## [PROBLEM DETAILS]
Rewrite the rows below as a numbered list, leaving out any blank lines.

==== STORED DATA

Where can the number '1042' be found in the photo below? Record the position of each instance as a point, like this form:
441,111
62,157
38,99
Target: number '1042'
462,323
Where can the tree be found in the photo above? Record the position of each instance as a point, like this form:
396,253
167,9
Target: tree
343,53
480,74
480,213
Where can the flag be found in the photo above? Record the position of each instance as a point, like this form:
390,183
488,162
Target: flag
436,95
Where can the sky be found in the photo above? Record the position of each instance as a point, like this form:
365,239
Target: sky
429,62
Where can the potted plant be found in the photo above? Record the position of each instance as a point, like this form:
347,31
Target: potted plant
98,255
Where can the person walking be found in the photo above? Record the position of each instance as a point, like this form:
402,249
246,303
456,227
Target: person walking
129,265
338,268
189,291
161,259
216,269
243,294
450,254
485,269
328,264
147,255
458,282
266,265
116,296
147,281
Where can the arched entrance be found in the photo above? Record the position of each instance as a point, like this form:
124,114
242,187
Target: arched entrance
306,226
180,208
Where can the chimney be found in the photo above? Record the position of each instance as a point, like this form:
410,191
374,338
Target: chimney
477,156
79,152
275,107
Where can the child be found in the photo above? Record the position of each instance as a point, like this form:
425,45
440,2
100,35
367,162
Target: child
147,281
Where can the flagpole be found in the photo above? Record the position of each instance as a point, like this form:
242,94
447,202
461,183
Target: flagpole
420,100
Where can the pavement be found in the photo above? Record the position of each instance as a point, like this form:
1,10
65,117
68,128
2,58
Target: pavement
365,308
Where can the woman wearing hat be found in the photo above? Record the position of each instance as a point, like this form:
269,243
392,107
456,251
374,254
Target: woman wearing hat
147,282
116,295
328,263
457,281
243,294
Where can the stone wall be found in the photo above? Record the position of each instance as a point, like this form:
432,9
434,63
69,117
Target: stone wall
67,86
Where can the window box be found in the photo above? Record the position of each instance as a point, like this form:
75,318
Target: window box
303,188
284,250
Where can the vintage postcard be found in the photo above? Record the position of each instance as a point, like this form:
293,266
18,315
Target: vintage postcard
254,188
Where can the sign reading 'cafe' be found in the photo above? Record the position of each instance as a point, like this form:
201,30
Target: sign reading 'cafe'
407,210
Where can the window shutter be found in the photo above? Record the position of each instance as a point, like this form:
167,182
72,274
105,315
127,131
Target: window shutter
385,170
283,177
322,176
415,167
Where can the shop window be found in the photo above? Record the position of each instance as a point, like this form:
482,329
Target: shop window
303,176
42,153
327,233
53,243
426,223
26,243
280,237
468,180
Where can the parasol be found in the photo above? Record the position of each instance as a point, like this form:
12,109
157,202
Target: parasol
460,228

========

## [RESULT]
1. Where can the number '1042' be found in the photo below? Record the position of each instance as a point, like this form:
2. 441,111
3. 62,157
4. 38,99
5. Target: number '1042'
6. 462,323
7. Where can the tree be found in the photo above? Record the position of each instance as a point, like this form:
8. 396,253
9. 167,9
10. Target: tree
11. 343,53
12. 480,74
13. 480,213
14. Where can the flag be found in the photo above? Record the position of each instance as a point, like this form:
15. 390,183
16. 488,162
17. Target: flag
18. 436,95
19. Where can the sky be found in the photo above? Record the position of each instance as a point, like this form:
20. 365,239
21. Target: sky
22. 429,62
23. Where can the potted plant be found in the photo above? Record the position of each instance as a point, like this form:
24. 347,31
25. Target: potted plant
26. 98,255
27. Where can the person walking be found in the photo above? Record the position of each instance as a point, like this form:
28. 402,249
29. 246,303
30. 456,227
31. Target: person walking
32. 129,265
33. 338,268
34. 189,291
35. 161,259
36. 216,269
37. 243,294
38. 450,254
39. 485,269
40. 328,264
41. 147,255
42. 458,282
43. 266,265
44. 116,296
45. 147,281
46. Where can the arched entrance be found in the photo above? Record the position of each instance as a point, like this form:
47. 124,114
48. 242,187
49. Target: arched entrance
50. 306,226
51. 180,208
52. Where can the chimney be found in the photo above? Record the position of each instance as a point, like this form:
53. 410,191
54. 374,338
55. Target: chimney
56. 477,156
57. 79,152
58. 275,107
59. Where can the child be found in the photo above? Record the position of each instance as a point, like this form:
60. 425,45
61. 440,2
62. 100,35
63. 367,162
64. Target: child
65. 147,281
66. Where can the flagpole be found in the photo above? Record the position of each instance as a point, like this form:
67. 242,94
68. 447,202
69. 461,183
70. Target: flagpole
71. 420,100
72. Where can the pavement be found in the photo above? Record the position of each instance as a point, like this form:
73. 1,10
74. 65,117
75. 68,128
76. 2,58
77. Target: pavement
78. 365,308
79. Where can the woman wearing hat be found in the photo above? Record the position of each instance as a point, like this form:
80. 269,243
81. 392,107
82. 456,251
83. 374,254
84. Target: woman wearing hat
85. 147,282
86. 116,295
87. 328,263
88. 457,281
89. 243,294
90. Where can the stone wall be found in the photo above? Record the position of each instance as a point, like this form:
91. 432,9
92. 434,63
93. 69,117
94. Target: stone wall
95. 67,86
96. Where can the window box be found in the photo above? Record the position of each instance as a point, like this form:
97. 75,318
98. Target: window box
99. 303,188
100. 284,250
101. Where can the vintage postcard be found in the photo above? Record the position of each instance as a point, like this form:
102. 293,266
103. 18,315
104. Target: vintage postcard
105. 254,188
106. Where can the sign reading 'cafe' be found in the photo above? Record the position of each instance as a point, like this form:
107. 201,30
108. Target: sign reading 'cafe'
109. 407,210
110. Where can the window shutter be found in the photo above? Record the position of each instance as a point, like this form:
111. 167,182
112. 72,274
113. 105,315
114. 127,131
115. Target: window shutter
116. 385,170
117. 283,177
118. 322,176
119. 415,167
120. Where can the shop window be found in the photo above? Record the position of each instance as a point, like this form:
121. 482,329
122. Target: shop window
123. 303,176
124. 42,153
125. 327,233
126. 53,243
127. 426,223
128. 26,243
129. 280,237
130. 468,180
131. Where can the parasol be found in the photo above? Record the position of each instance as a point, like this form:
132. 12,109
133. 157,202
134. Target: parasol
135. 460,228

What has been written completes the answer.